Document:

────────

Wednesday, April 6

Kerouac

Lately I have been re-reading a cherished favourite from my late teens, On The Road. In it I found a passage written by author Jack Kerouac in 1957, which summed up the malaise that besets young men.

"When I found him in Mill City that morning he had fallen on the beat and evil days that comes to young guys in their middle twenties. He was hanging around waiting for a ship, and to earn his living he had a job as a special guard in the barracks across the canyon."

(For the record, I'd give my left nut to be able to say I did anything across the canyon.)

The character Kerouac describes is listlessly floating through the ether of a mid 1950's serviceman shack community life. Dirt poor, he meekly lives out his week so he can dress up and spend his wage in a blinding flash of rich civility in L.A. on Saturday night with his girl Lee Ann. He is floating through his life, week to week, without direction or comprehension.

────────

Stored data:
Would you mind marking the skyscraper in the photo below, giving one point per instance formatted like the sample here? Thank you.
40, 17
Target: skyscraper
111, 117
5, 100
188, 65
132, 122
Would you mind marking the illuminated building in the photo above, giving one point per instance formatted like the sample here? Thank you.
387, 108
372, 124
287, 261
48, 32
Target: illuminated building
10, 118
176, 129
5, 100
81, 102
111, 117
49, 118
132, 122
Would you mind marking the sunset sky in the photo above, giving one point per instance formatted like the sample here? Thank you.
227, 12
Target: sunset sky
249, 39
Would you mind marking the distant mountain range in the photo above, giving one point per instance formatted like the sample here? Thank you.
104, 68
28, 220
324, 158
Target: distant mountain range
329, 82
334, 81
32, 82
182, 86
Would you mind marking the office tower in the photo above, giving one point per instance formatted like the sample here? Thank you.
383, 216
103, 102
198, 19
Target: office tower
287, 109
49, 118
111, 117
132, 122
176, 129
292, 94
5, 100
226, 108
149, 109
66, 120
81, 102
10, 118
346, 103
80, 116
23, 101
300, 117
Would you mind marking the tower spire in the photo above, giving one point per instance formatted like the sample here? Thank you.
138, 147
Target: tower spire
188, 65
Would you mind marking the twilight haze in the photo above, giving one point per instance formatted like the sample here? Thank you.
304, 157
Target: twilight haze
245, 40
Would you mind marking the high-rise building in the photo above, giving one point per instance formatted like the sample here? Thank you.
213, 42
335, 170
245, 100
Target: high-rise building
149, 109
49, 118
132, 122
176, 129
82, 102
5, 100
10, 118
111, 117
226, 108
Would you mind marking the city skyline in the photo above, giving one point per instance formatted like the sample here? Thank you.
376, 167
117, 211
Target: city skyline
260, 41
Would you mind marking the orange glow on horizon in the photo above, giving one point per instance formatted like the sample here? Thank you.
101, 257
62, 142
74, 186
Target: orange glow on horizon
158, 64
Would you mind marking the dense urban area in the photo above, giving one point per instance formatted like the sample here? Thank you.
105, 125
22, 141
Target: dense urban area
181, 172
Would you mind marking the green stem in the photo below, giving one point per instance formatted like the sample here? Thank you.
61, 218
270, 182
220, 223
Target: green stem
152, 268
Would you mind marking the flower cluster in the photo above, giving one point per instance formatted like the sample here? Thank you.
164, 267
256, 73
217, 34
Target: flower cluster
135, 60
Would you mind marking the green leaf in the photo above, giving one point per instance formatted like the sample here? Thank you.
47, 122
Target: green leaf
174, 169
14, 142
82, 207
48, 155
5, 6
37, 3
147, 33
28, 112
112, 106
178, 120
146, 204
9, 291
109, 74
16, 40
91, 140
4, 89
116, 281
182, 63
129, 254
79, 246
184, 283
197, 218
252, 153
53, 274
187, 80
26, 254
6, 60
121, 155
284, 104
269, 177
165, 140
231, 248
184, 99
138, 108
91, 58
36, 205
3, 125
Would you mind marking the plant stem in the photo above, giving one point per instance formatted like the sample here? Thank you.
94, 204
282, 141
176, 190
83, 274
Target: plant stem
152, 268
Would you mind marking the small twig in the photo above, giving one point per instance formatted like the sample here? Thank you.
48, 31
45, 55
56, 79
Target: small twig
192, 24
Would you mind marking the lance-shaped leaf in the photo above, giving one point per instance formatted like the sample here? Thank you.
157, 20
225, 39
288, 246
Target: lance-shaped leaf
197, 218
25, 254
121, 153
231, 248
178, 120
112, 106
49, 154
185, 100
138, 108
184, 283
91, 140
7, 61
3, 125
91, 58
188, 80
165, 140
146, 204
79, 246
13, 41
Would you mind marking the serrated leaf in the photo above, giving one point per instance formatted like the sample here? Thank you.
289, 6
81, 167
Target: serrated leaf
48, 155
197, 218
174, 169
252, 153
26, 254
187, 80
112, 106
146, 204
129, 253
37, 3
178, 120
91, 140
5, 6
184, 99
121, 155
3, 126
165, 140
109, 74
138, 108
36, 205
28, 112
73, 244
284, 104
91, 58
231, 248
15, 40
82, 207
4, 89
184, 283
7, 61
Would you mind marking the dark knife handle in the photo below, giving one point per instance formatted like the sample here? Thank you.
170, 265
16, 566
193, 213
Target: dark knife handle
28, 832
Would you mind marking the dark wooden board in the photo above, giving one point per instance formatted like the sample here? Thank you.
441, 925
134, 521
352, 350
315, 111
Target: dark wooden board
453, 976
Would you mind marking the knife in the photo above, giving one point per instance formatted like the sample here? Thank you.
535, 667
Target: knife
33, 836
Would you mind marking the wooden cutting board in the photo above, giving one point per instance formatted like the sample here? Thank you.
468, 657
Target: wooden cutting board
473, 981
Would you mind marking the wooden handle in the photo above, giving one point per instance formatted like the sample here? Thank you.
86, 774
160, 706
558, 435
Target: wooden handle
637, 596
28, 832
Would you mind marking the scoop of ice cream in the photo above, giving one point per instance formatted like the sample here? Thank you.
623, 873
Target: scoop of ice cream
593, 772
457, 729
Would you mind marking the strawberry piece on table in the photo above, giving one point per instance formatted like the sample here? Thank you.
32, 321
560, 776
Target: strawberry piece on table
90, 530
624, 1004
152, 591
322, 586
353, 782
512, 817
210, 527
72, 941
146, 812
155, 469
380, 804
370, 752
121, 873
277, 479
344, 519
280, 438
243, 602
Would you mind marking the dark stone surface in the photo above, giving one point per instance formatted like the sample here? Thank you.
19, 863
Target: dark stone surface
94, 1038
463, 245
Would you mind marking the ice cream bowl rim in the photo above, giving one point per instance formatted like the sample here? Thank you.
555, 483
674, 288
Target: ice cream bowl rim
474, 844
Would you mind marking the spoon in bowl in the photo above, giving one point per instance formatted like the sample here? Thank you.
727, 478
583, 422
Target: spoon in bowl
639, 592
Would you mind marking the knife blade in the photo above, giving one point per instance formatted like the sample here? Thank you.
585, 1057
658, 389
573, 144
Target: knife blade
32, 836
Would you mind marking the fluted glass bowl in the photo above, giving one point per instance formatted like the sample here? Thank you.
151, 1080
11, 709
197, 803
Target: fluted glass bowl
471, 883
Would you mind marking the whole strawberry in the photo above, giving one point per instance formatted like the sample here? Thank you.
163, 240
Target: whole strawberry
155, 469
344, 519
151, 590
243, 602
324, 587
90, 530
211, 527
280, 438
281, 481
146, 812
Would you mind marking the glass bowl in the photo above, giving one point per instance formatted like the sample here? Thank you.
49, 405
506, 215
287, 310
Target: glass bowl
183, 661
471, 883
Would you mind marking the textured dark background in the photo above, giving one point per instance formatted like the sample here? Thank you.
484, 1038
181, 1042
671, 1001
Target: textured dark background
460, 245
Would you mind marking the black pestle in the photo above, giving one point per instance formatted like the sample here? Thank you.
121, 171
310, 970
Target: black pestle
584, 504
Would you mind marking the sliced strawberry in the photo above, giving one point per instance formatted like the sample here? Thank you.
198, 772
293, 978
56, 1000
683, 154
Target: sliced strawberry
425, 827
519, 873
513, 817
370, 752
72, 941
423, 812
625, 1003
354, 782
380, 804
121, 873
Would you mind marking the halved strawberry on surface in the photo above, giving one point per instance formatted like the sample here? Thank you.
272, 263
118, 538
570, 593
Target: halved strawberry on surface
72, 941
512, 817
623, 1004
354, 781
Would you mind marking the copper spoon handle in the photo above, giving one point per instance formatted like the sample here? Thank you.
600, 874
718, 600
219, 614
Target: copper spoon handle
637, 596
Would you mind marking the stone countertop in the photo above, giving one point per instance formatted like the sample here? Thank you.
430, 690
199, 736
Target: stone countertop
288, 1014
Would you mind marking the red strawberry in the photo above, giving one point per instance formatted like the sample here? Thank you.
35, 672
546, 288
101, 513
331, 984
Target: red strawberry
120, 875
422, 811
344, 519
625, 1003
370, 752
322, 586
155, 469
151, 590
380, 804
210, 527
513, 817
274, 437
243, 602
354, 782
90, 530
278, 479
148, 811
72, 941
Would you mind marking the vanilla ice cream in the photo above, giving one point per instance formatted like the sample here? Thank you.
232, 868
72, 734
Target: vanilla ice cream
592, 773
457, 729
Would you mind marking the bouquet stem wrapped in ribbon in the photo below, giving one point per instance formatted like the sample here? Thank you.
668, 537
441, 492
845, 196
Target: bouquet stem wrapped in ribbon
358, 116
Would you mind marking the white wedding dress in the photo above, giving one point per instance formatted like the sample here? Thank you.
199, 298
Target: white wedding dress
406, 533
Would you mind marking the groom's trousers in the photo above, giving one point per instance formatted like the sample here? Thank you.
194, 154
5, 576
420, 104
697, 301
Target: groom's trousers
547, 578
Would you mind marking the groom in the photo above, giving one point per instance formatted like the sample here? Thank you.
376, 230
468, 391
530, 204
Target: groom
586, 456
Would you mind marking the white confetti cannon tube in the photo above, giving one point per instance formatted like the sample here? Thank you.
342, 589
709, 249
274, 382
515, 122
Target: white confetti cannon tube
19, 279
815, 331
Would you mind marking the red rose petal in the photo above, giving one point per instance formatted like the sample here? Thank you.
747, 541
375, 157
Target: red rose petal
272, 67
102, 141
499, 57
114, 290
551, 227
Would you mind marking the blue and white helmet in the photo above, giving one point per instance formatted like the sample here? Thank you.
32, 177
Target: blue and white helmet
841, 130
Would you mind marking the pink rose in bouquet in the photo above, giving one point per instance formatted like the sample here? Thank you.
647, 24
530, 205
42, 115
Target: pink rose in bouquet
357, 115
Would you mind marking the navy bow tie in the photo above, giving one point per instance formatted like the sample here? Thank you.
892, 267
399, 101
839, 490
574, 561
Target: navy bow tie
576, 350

────────

Given task 1:
Answer these from the Kerouac post:
(a) In what year did Jack Kerouac write the quoted passage?
(b) Where was the character's job as a special guard?
(c) What is the name of the character's girl?
Given task 2:
Does each statement agree with the Kerouac post?
(a) On The Road was a favorite of the writer's in their late teens.
(b) The character spends his wage in San Francisco on Saturday night.
(c) The character was waiting for a train.
Given task 3: Reproduce the passage of the Kerouac post starting at "Wednesday, April 6" and ending at "besets young men.".

Right answer 1:
(a) 1957
(b) In the barracks across the canyon
(c) Lee Ann

Right answer 2:
(a) Yes: "a cherished favourite from my late teens"
(b) No: "spend his wage in a blinding flash of rich civility in L.A. on Saturday night"
(c) No: "He was hanging around waiting for a ship"

Right answer 3:
Wednesday, April 6

Kerouac

Lately I have been re-reading a cherished favourite from my late teens, On The Road. In it I found a passage written by author Jack Kerouac in 1957, which summed up the malaise that besets young men.